━━ ITEMS ━━

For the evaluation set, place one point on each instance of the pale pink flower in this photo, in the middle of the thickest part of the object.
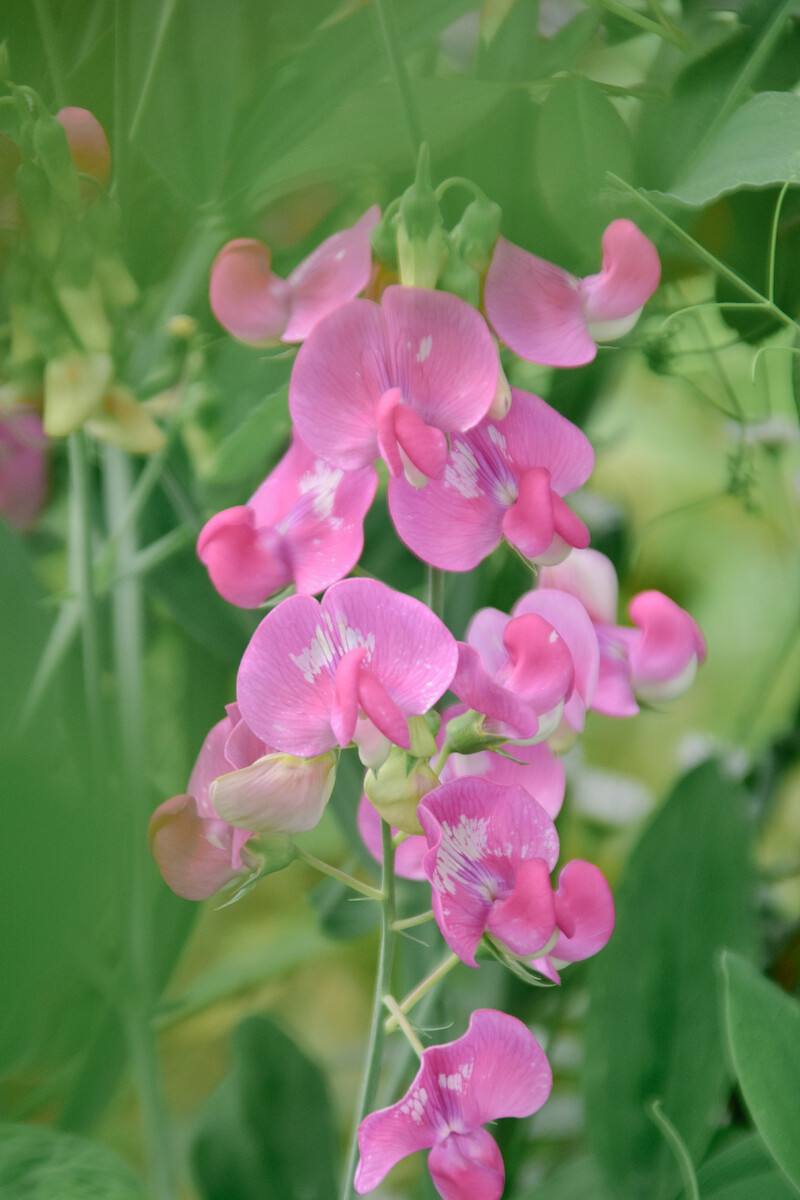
(394, 379)
(547, 316)
(257, 306)
(304, 526)
(23, 466)
(501, 479)
(657, 660)
(495, 1069)
(313, 669)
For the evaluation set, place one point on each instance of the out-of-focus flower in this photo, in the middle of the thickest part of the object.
(394, 379)
(320, 675)
(23, 466)
(501, 479)
(259, 307)
(495, 1069)
(657, 660)
(548, 316)
(302, 526)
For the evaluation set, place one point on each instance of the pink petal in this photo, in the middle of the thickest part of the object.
(336, 271)
(590, 577)
(246, 298)
(408, 856)
(246, 564)
(338, 377)
(631, 271)
(584, 906)
(443, 357)
(572, 623)
(535, 309)
(468, 1167)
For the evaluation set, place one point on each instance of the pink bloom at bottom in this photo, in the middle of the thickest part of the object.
(495, 1069)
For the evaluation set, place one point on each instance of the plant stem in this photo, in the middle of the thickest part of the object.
(341, 876)
(383, 985)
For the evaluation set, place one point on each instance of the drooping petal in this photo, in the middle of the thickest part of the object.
(535, 309)
(246, 298)
(468, 1167)
(584, 911)
(338, 377)
(335, 273)
(613, 299)
(443, 357)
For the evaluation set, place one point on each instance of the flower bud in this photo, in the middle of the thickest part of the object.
(396, 789)
(277, 793)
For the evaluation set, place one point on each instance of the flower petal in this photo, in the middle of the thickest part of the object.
(336, 271)
(535, 309)
(246, 298)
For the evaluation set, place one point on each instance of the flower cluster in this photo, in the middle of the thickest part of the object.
(409, 385)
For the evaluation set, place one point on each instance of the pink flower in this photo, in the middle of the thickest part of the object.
(394, 379)
(304, 526)
(495, 1069)
(313, 669)
(655, 661)
(548, 316)
(525, 670)
(503, 479)
(88, 143)
(259, 307)
(491, 851)
(23, 467)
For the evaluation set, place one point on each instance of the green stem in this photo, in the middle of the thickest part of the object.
(349, 881)
(391, 42)
(383, 987)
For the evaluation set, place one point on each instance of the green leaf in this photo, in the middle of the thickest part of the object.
(581, 137)
(763, 1029)
(41, 1164)
(758, 147)
(741, 1171)
(268, 1131)
(654, 1027)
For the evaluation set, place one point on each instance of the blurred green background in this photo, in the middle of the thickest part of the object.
(284, 120)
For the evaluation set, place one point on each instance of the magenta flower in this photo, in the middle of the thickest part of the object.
(491, 851)
(527, 670)
(313, 669)
(503, 479)
(259, 307)
(657, 660)
(23, 466)
(548, 316)
(495, 1069)
(394, 379)
(302, 526)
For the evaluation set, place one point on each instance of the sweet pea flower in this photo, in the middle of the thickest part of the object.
(547, 316)
(23, 466)
(495, 1069)
(302, 526)
(527, 670)
(501, 479)
(259, 307)
(394, 379)
(657, 660)
(322, 675)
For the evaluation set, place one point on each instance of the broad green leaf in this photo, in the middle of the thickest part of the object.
(743, 1170)
(41, 1164)
(654, 1026)
(763, 1029)
(758, 147)
(268, 1131)
(581, 137)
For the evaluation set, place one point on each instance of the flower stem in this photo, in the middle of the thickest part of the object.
(349, 881)
(383, 985)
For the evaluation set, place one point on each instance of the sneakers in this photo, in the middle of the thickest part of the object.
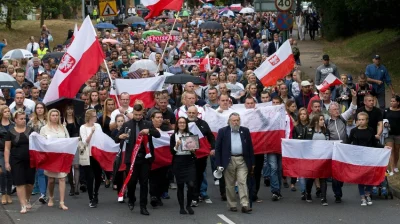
(43, 199)
(308, 198)
(92, 204)
(369, 200)
(275, 197)
(194, 204)
(363, 202)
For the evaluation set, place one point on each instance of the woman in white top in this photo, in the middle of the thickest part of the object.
(93, 171)
(54, 129)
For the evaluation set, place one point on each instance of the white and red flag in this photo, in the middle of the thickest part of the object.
(330, 81)
(276, 66)
(359, 164)
(162, 152)
(104, 150)
(139, 89)
(267, 125)
(52, 154)
(307, 158)
(157, 6)
(78, 64)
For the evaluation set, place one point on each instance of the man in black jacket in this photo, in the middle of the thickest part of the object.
(201, 163)
(142, 163)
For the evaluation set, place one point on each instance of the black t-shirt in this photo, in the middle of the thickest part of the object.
(374, 116)
(394, 121)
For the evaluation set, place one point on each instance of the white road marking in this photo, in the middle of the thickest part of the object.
(223, 217)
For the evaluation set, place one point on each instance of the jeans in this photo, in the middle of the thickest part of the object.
(5, 177)
(337, 188)
(364, 188)
(275, 163)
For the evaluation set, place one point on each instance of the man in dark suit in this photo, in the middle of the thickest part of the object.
(234, 153)
(274, 45)
(142, 165)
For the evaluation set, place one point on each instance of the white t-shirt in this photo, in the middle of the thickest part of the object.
(116, 112)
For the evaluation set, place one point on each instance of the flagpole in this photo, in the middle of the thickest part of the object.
(112, 83)
(169, 37)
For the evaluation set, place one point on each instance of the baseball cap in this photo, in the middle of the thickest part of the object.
(305, 83)
(377, 56)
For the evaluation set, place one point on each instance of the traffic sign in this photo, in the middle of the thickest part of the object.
(284, 21)
(107, 8)
(283, 5)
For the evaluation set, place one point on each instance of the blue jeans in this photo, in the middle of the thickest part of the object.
(364, 188)
(275, 163)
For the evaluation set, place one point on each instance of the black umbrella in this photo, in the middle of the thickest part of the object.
(7, 81)
(183, 79)
(211, 25)
(55, 55)
(134, 19)
(60, 104)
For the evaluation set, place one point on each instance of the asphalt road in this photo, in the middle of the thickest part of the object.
(290, 209)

━━━

> [TASK REQUIREMENTS] Begin at the line that has "of the asphalt" and write out every line from there through the end of the data. Add 87 to each number in the point coordinates and leave all other text unchanged.

> [TASK RESPONSE]
For the evaluation set, place one point on each instance of the asphalt road in this photo, in the middle of the thickest part of the object.
(377, 296)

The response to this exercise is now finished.